▸ **Requirements**:
Could you render each line of the material below as a Markdown table with two columns, Row and Line, numbering the rows and skipping blank lines? Omit the pictures from the table.

-=-=-=-=-

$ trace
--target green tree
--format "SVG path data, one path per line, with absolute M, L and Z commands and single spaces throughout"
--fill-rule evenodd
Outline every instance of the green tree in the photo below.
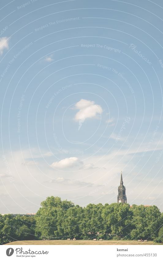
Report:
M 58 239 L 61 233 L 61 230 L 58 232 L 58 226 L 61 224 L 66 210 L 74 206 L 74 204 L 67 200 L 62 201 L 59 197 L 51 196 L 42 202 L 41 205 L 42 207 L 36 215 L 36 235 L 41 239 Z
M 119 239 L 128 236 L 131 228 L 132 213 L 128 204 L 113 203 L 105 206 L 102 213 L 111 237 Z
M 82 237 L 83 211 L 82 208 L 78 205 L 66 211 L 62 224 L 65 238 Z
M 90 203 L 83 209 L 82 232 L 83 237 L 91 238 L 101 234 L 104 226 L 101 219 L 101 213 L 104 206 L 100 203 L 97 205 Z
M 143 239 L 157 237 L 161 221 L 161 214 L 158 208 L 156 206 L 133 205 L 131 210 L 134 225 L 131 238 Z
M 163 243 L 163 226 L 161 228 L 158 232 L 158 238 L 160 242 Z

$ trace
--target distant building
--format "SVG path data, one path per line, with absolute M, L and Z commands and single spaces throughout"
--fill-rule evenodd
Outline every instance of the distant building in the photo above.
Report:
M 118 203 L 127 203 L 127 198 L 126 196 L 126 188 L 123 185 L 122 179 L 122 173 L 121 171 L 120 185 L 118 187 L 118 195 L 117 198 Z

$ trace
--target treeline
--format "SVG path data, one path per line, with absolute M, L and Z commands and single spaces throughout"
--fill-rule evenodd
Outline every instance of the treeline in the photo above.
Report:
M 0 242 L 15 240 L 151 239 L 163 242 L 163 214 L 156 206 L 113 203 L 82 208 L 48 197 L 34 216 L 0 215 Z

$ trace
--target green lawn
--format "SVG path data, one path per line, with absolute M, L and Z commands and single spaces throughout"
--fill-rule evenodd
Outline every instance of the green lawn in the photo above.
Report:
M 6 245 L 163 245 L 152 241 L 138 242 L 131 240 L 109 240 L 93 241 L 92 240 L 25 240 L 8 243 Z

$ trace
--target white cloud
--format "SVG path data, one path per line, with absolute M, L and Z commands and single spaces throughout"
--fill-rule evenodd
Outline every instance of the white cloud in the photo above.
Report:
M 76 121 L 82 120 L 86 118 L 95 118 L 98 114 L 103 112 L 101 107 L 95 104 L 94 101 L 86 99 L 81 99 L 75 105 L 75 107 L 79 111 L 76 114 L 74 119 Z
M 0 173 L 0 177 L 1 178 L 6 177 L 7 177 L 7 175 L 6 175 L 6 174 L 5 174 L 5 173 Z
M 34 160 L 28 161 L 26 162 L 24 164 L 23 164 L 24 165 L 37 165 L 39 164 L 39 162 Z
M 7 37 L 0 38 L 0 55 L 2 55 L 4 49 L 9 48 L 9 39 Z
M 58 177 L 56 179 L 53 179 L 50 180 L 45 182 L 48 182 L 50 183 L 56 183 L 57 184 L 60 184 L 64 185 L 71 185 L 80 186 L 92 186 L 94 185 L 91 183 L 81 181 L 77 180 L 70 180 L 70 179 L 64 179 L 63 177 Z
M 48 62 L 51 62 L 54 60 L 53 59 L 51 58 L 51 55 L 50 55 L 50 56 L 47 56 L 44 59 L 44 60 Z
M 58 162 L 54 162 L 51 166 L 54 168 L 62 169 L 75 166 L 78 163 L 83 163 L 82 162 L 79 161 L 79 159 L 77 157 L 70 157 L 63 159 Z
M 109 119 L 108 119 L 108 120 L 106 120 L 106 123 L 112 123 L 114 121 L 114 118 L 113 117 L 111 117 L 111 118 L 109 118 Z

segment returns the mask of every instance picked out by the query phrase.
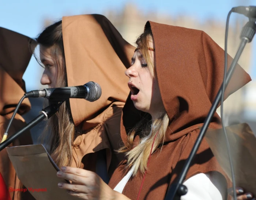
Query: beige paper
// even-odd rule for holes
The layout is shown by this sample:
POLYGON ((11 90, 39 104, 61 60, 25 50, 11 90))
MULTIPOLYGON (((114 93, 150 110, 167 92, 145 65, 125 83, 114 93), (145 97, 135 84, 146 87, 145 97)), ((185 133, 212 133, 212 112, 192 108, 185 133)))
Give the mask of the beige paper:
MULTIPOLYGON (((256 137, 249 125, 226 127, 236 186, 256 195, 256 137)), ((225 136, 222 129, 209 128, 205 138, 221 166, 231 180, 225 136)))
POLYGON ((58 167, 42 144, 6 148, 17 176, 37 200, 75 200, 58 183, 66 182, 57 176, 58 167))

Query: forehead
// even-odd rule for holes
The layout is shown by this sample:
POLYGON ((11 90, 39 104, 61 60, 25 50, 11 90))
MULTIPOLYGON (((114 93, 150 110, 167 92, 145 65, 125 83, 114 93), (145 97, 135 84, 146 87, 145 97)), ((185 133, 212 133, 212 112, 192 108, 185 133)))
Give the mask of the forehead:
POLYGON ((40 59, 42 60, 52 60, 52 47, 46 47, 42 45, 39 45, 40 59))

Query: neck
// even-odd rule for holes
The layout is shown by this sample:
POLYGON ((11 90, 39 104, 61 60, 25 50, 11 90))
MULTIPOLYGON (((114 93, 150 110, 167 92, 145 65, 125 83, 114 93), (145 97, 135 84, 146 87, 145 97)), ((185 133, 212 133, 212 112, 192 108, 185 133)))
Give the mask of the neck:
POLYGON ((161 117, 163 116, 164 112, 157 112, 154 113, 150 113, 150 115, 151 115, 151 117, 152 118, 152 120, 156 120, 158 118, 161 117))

-=-=-=-=-

▸ **Written response**:
| Row | Line |
|---|---|
| 1 | $ trace |
| 2 | --target green tree |
| 3 | --format "SVG path data, one path per line, with absolute M, L and Z commands and single spaces throughout" |
| 4 | --fill-rule evenodd |
| 5 | Outline every instance of the green tree in the photo below. |
| 6 | Report: |
| 7 | M 58 239 L 61 233 L 61 230 L 58 232 L 58 226 L 61 224 L 66 210 L 74 206 L 74 204 L 67 200 L 62 201 L 59 197 L 51 196 L 42 202 L 41 205 L 42 207 L 36 215 L 36 235 L 41 239 Z |
| 8 | M 119 239 L 128 236 L 131 228 L 132 213 L 128 204 L 113 203 L 105 206 L 102 213 L 111 237 Z |
| 9 | M 82 237 L 83 211 L 82 208 L 78 205 L 66 211 L 62 224 L 65 238 Z |
| 10 | M 90 203 L 83 209 L 82 232 L 83 237 L 91 238 L 101 234 L 104 226 L 101 219 L 101 213 L 104 206 L 100 203 L 97 205 Z |
| 11 | M 143 239 L 157 237 L 161 221 L 161 214 L 158 208 L 156 206 L 133 205 L 131 210 L 134 225 L 131 238 Z |
| 12 | M 163 243 L 163 226 L 161 228 L 158 232 L 158 238 L 160 242 Z |
| 13 | $ trace |
| 14 | --target distant building |
| 15 | --format "SVG path data, one path per line, with absolute M, L and Z commands and single spaces throughout" |
| 16 | --fill-rule evenodd |
| 17 | Outline every instance of the distant building in the photo above. |
| 18 | Report: |
| 19 | M 118 203 L 127 203 L 127 198 L 126 196 L 126 188 L 123 185 L 122 179 L 122 173 L 121 171 L 120 185 L 118 187 L 118 195 L 117 198 Z |
| 20 | $ trace |
| 21 | --target treeline |
| 22 | --format "SVG path data, one path per line, with absolute M, L and Z commands and single spaces throughout" |
| 23 | --fill-rule evenodd |
| 24 | Outline every instance of the treeline in the photo above. |
| 25 | Report: |
| 26 | M 0 242 L 15 240 L 151 239 L 163 242 L 163 214 L 156 206 L 113 203 L 82 208 L 48 197 L 34 216 L 0 215 Z |
| 27 | $ trace |
| 28 | --target green lawn |
| 29 | --format "SVG path data, one path per line, with absolute M, L and Z commands and single spaces throughout" |
| 30 | --fill-rule evenodd |
| 31 | Outline every instance of the green lawn in the photo above. |
| 32 | Report: |
| 33 | M 6 245 L 163 245 L 152 241 L 138 242 L 131 240 L 109 240 L 93 241 L 92 240 L 25 240 L 8 243 Z |
| 34 | $ trace |
| 35 | --target white cloud |
| 36 | --format "SVG path data, one path per line, with absolute M, L and Z commands and single spaces throughout" |
| 37 | --fill-rule evenodd |
| 38 | Outline every instance of the white cloud in the photo above. |
| 39 | Report: |
| 40 | M 76 121 L 82 120 L 86 118 L 95 118 L 98 114 L 103 112 L 101 107 L 95 104 L 94 101 L 86 99 L 81 99 L 75 105 L 75 107 L 79 111 L 76 114 L 74 119 Z |
| 41 | M 0 173 L 0 177 L 1 178 L 6 177 L 7 177 L 7 175 L 6 175 L 6 174 L 5 174 L 5 173 Z |
| 42 | M 34 160 L 28 161 L 26 162 L 24 164 L 23 164 L 24 165 L 37 165 L 39 164 L 39 162 Z |
| 43 | M 7 37 L 0 38 L 0 55 L 2 55 L 4 49 L 9 48 L 9 39 Z |
| 44 | M 58 177 L 56 179 L 53 179 L 50 180 L 45 182 L 48 182 L 50 183 L 56 183 L 57 184 L 60 184 L 64 185 L 71 185 L 80 186 L 92 186 L 94 185 L 91 183 L 81 181 L 77 180 L 70 180 L 70 179 L 64 179 L 63 177 Z |
| 45 | M 48 62 L 51 62 L 54 60 L 53 59 L 51 58 L 51 55 L 50 55 L 50 56 L 47 56 L 44 59 L 44 60 Z |
| 46 | M 58 162 L 54 162 L 51 166 L 54 168 L 62 169 L 75 166 L 78 163 L 83 163 L 82 162 L 79 161 L 79 159 L 77 157 L 70 157 L 63 159 Z |
| 47 | M 109 119 L 108 119 L 108 120 L 106 120 L 106 123 L 112 123 L 114 121 L 114 118 L 113 117 L 111 117 L 111 118 L 109 118 Z |
| 48 | segment returns the mask of every instance picked out by the query phrase. |
| 49 | Query: beige paper |
| 50 | // even-odd rule for holes |
| 51 | The layout is shown by this sample: |
| 52 | POLYGON ((11 90, 39 104, 61 60, 25 50, 11 90)) |
| 53 | MULTIPOLYGON (((114 93, 150 110, 167 92, 145 65, 125 83, 114 93), (145 97, 135 84, 146 87, 145 97)), ((185 133, 212 133, 212 112, 192 108, 185 133))) |
| 54 | Give the mask of the beige paper: |
| 55 | MULTIPOLYGON (((256 137, 249 125, 226 127, 236 186, 256 195, 256 137)), ((225 136, 222 129, 209 128, 205 138, 221 166, 231 180, 225 136))) |
| 56 | POLYGON ((58 167, 42 144, 6 148, 17 176, 37 200, 75 200, 58 183, 66 182, 57 176, 58 167)) |
| 57 | Query: forehead |
| 58 | // even-odd rule for holes |
| 59 | The layout is shown by this sample: |
| 60 | POLYGON ((11 90, 39 104, 61 60, 25 50, 11 90)) |
| 61 | MULTIPOLYGON (((114 93, 150 110, 167 92, 145 65, 125 83, 114 93), (145 97, 135 84, 146 87, 145 97)), ((185 133, 212 133, 212 112, 192 108, 185 133))) |
| 62 | Give the mask of the forehead: |
| 63 | POLYGON ((40 59, 42 60, 52 60, 52 47, 46 47, 42 45, 39 45, 40 59)) |
| 64 | Query: neck |
| 65 | // even-odd rule for holes |
| 66 | The layout is shown by this sample: |
| 67 | POLYGON ((11 90, 39 104, 61 60, 25 50, 11 90)) |
| 68 | MULTIPOLYGON (((114 93, 150 110, 167 92, 145 65, 125 83, 114 93), (145 97, 135 84, 146 87, 145 97)), ((185 133, 212 133, 212 112, 192 108, 185 133))) |
| 69 | Give the mask of the neck: |
| 70 | POLYGON ((161 117, 163 116, 164 112, 157 112, 154 113, 150 113, 150 115, 151 115, 151 117, 152 118, 152 120, 156 120, 158 118, 161 117)) |